===== Supplied data =====

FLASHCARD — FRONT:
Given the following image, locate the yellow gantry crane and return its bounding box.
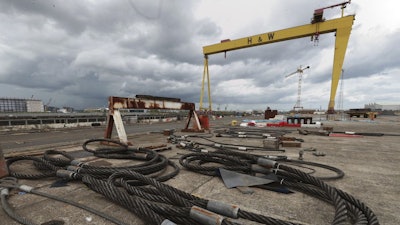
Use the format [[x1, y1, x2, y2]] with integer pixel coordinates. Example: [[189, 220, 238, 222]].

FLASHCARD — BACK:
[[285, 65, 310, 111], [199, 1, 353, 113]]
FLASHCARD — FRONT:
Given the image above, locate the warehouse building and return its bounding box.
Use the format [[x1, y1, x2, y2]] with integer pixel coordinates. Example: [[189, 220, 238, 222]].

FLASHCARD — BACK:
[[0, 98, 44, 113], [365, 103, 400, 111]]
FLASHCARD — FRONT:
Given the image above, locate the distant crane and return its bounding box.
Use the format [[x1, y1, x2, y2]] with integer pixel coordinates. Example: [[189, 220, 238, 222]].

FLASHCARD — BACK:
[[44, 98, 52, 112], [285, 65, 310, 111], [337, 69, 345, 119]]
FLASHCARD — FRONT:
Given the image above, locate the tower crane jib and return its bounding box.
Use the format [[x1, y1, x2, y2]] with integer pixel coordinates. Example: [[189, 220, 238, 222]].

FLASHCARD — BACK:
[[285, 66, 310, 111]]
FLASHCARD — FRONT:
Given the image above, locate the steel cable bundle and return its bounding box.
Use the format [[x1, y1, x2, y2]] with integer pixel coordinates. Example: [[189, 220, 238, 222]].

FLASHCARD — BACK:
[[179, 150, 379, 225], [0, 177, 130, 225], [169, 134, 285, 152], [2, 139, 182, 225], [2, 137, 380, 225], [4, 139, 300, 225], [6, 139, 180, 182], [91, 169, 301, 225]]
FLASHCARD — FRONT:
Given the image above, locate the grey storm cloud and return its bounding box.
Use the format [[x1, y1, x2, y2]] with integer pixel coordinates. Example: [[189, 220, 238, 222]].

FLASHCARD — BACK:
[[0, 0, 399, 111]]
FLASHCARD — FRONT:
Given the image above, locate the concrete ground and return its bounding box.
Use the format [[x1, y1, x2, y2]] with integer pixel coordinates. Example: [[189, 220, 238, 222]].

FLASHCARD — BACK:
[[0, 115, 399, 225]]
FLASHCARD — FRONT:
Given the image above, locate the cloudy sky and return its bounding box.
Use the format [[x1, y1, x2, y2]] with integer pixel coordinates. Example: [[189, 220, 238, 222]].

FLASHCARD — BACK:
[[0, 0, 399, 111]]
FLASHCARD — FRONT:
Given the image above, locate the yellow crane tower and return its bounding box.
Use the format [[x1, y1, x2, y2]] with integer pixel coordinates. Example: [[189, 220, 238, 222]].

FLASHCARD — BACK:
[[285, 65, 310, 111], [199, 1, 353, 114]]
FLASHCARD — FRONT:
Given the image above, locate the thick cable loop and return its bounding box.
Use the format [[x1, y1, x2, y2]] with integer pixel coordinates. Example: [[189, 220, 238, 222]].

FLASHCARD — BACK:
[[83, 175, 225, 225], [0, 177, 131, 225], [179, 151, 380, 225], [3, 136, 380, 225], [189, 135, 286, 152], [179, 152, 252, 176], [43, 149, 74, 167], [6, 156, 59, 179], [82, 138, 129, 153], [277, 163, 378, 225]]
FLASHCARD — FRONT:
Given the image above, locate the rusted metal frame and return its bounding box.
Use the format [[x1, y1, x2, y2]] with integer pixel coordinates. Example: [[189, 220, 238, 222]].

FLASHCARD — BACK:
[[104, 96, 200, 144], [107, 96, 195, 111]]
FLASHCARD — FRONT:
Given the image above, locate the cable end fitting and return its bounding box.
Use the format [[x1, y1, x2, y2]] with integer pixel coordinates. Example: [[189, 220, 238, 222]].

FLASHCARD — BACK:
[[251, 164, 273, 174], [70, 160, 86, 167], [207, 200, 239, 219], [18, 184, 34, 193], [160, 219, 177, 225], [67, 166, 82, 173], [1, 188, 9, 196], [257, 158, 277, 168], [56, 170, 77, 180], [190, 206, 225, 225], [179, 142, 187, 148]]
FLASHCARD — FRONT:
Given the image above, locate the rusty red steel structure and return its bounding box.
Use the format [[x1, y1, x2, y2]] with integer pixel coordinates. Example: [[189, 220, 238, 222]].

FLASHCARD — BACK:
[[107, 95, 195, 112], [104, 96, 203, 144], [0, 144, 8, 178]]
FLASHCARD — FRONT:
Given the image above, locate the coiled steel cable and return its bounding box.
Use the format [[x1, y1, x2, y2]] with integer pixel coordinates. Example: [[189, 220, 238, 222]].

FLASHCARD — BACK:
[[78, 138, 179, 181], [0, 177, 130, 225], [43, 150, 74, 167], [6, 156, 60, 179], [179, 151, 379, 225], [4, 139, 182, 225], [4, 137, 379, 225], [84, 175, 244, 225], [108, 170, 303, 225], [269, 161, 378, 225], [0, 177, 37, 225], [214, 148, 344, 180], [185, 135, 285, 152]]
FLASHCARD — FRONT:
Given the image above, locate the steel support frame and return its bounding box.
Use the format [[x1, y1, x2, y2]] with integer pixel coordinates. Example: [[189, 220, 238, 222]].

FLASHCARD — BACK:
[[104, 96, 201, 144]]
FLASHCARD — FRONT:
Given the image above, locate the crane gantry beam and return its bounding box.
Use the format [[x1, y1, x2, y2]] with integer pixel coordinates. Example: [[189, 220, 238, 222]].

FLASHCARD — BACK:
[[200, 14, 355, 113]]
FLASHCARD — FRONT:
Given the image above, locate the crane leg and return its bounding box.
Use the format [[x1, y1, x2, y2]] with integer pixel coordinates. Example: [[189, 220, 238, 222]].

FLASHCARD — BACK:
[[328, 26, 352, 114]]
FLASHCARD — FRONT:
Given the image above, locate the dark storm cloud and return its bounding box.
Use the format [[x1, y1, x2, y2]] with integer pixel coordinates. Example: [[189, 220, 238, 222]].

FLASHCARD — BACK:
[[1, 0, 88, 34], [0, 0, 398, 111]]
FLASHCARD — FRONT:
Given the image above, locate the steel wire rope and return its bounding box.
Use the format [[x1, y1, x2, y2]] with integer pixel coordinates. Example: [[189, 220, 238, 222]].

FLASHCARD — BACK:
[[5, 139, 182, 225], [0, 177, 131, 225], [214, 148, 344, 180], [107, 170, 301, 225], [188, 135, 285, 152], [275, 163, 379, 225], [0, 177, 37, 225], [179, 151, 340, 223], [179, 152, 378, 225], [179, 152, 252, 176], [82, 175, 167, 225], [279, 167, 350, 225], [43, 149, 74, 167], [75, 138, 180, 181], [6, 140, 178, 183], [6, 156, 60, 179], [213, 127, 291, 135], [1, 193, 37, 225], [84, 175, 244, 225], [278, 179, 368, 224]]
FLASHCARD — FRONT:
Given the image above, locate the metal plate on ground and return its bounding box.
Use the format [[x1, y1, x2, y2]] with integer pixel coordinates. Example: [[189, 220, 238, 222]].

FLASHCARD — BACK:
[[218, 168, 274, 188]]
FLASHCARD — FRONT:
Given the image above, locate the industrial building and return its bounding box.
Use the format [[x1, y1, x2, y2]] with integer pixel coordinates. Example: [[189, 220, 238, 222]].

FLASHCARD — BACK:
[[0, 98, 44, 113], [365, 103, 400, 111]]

=====

# What to work on
Could the entries above be copied out exactly, with no pictures included?

# Written response
FLASHCARD — FRONT:
Given the following image, locate the yellow gantry crane and return its bounding box.
Use the format [[x1, y1, x2, y2]] with integer pixel coordinates. Example: [[189, 220, 238, 222]].

FLASHCARD — BACK:
[[285, 65, 310, 111], [199, 1, 353, 113]]
FLASHCARD — FRONT:
Given the image above, locate the warehouse building and return its bounding box.
Use the format [[x1, y1, x2, y2]] with integer pixel coordinates. Example: [[189, 220, 238, 222]].

FLASHCARD — BACK:
[[0, 98, 44, 113], [365, 103, 400, 111]]
FLASHCARD — FRONT:
Given the image above, locate the distant crane and return its bounding box.
Use the format [[x1, y1, x2, y2]] with integer pixel coordinates. Example: [[189, 220, 238, 222]].

FLASHCARD — BACK:
[[44, 98, 52, 112], [285, 65, 310, 111], [337, 69, 345, 119]]
FLASHCARD — FRONT:
Given the image above, locate the tower crane jib and return its bounding box.
Use the format [[x1, y1, x2, y2]] with integer pixel coordinates. Example: [[189, 220, 238, 222]].

FLASHCARD — BACK:
[[285, 66, 310, 111]]
FLASHCARD — FRONT:
Given the image above, locate the steel cable bundle and return its bounding box.
Use the format [[x1, y1, x2, y2]] with integer pixel coordinates. Example: [[189, 220, 238, 222]].

FLASHCARD — BACK:
[[179, 150, 379, 225], [0, 177, 130, 225], [169, 134, 285, 152], [2, 139, 182, 225], [2, 137, 380, 225], [4, 139, 300, 225], [6, 139, 180, 182], [91, 169, 301, 225]]
FLASHCARD — FRONT:
Given the image above, locate the grey storm cloud and return its bounding box.
Use the format [[x1, y1, x2, y2]] with integer pixel coordinates. Example: [[189, 220, 238, 222]].

FLASHCARD — BACK:
[[0, 0, 399, 111]]
FLASHCARD — FRONT:
Given the image above, locate the concrete ground and return its bounding box.
Use the format [[x1, y1, x2, y2]] with integer pixel coordinates. Example: [[189, 220, 238, 222]].

FLASHCARD — BACK:
[[0, 115, 399, 225]]
FLASHCARD — FRONT:
Given the image above, locate the cloudy sky and return its bounding box.
Use the format [[x1, y1, x2, y2]] with integer pixel coordinates. Example: [[189, 220, 238, 222]].

FLASHCARD — BACK:
[[0, 0, 399, 111]]
FLASHCARD — FRONT:
Given the image above, locate the yellow crane tower and return its bounding box.
Use the format [[x1, y1, x2, y2]] with integer pixel coordinates. Example: [[189, 220, 238, 222]].

FLASHCARD — BACK:
[[285, 65, 310, 111], [199, 1, 353, 114]]
FLASHCARD — FRONT:
Given the image above, locate the thick cable loop and return its bounding box.
Use the format [[x1, y1, x2, y2]] with integer pixel coordinates. Example: [[189, 220, 238, 222]].

FLASHCARD — BACK:
[[83, 175, 225, 225], [0, 177, 131, 225], [179, 151, 380, 225], [3, 136, 380, 225], [189, 135, 286, 152], [179, 152, 252, 176], [43, 149, 74, 167], [6, 156, 59, 179], [82, 138, 129, 153], [277, 163, 378, 225]]
FLASHCARD — FRONT:
Given the image above, locate the rusted metal frame and return its bounding box.
Use the format [[x1, y1, x2, y2]] with integer pixel coordinates. Example: [[189, 220, 238, 222]].

FLASHCARD — BACK:
[[104, 96, 200, 144], [107, 96, 195, 111]]
FLASHCARD — FRONT:
Given the image above, locate the cable end fitting and return its bounding box.
Use the format [[x1, y1, x2, y2]] with integer pixel coordinates. Example: [[189, 220, 238, 222]].

FLASHCARD — BACK:
[[251, 164, 273, 174], [70, 160, 86, 167], [207, 200, 239, 219], [18, 184, 34, 193], [160, 219, 177, 225], [67, 166, 82, 173], [1, 188, 9, 196], [257, 158, 277, 168], [56, 170, 77, 180], [190, 206, 225, 225], [179, 142, 187, 148]]
FLASHCARD — FRONT:
Given the image above, locate the rusty red steel structure and return its bounding box.
Use the format [[x1, y1, x2, y2]] with integer pixel coordinates. Example: [[189, 220, 238, 222]].

FLASHCARD — BACK:
[[107, 95, 195, 112], [104, 96, 203, 144], [0, 144, 8, 178]]
FLASHCARD — FRONT:
Given the image above, locate the coiled steel cable and return its bounding box.
Use the format [[x1, y1, x2, y2]] with integer pixel coordinates. Example: [[189, 220, 238, 222]].

FLASHCARD — BACK:
[[78, 138, 179, 181], [0, 177, 130, 225], [43, 150, 74, 167], [6, 156, 60, 179], [179, 151, 379, 225], [4, 139, 182, 225], [4, 137, 379, 225], [84, 175, 244, 225], [108, 170, 303, 225], [269, 161, 378, 225], [0, 177, 37, 225], [214, 148, 344, 180], [185, 135, 285, 152]]
FLASHCARD — FRONT:
Given the image above, locate the steel support frame and return its bounding box.
Use the format [[x1, y1, x2, y2]] with integer pixel coordinates. Example: [[189, 220, 238, 222]].

FLASHCARD — BACK:
[[104, 96, 201, 144]]
FLASHCARD — FRONT:
Given the image above, locate the crane gantry beam and return its bounding box.
Use the format [[x1, y1, x2, y2]] with integer pixel coordinates. Example: [[189, 220, 238, 222]].

FLASHCARD — BACK:
[[200, 14, 355, 113]]
FLASHCARD — FRONT:
Given the image above, locate the crane leg and return its bounding box.
Use the format [[x1, y1, x2, y2]] with integer pixel coordinates. Example: [[189, 220, 238, 222]].

FLASHCARD — BACK:
[[328, 26, 352, 114]]
FLASHCARD — FRONT:
Given the image above, locate the dark storm cloud and return its bounding box.
Use the format [[x1, y1, x2, y2]] with integer pixel coordinates. Example: [[189, 220, 238, 222]].

FLASHCARD — BACK:
[[1, 0, 88, 34], [0, 0, 398, 111]]
FLASHCARD — FRONT:
Given the image above, locate the steel wire rope and return its bounding box.
Use the format [[x1, y1, x2, y2]] with integer pixel coordinates. Example: [[189, 220, 238, 222]].

FLASHCARD — BACK:
[[5, 139, 182, 225], [0, 177, 131, 225], [214, 148, 344, 180], [107, 170, 301, 225], [188, 135, 285, 152], [275, 163, 379, 225], [0, 177, 37, 225], [179, 151, 340, 223], [179, 152, 378, 225], [179, 152, 252, 176], [82, 175, 167, 225], [279, 167, 350, 225], [43, 149, 74, 167], [75, 138, 180, 181], [6, 140, 178, 183], [6, 156, 60, 179], [213, 127, 291, 135], [1, 193, 37, 225], [84, 175, 244, 225], [278, 179, 368, 224]]
FLASHCARD — FRONT:
Given the image above, locate the metal plate on ground and return its bounding box.
Use the format [[x1, y1, x2, y2]] with integer pixel coordinates. Example: [[189, 220, 238, 222]].

FLASHCARD — BACK:
[[218, 168, 274, 188]]
FLASHCARD — FRONT:
Given the image above, locate the industrial building and return its bounding box.
Use the format [[x1, y1, x2, y2]] with integer pixel coordinates. Example: [[189, 220, 238, 222]].

FLASHCARD — BACK:
[[0, 98, 44, 113], [365, 103, 400, 111]]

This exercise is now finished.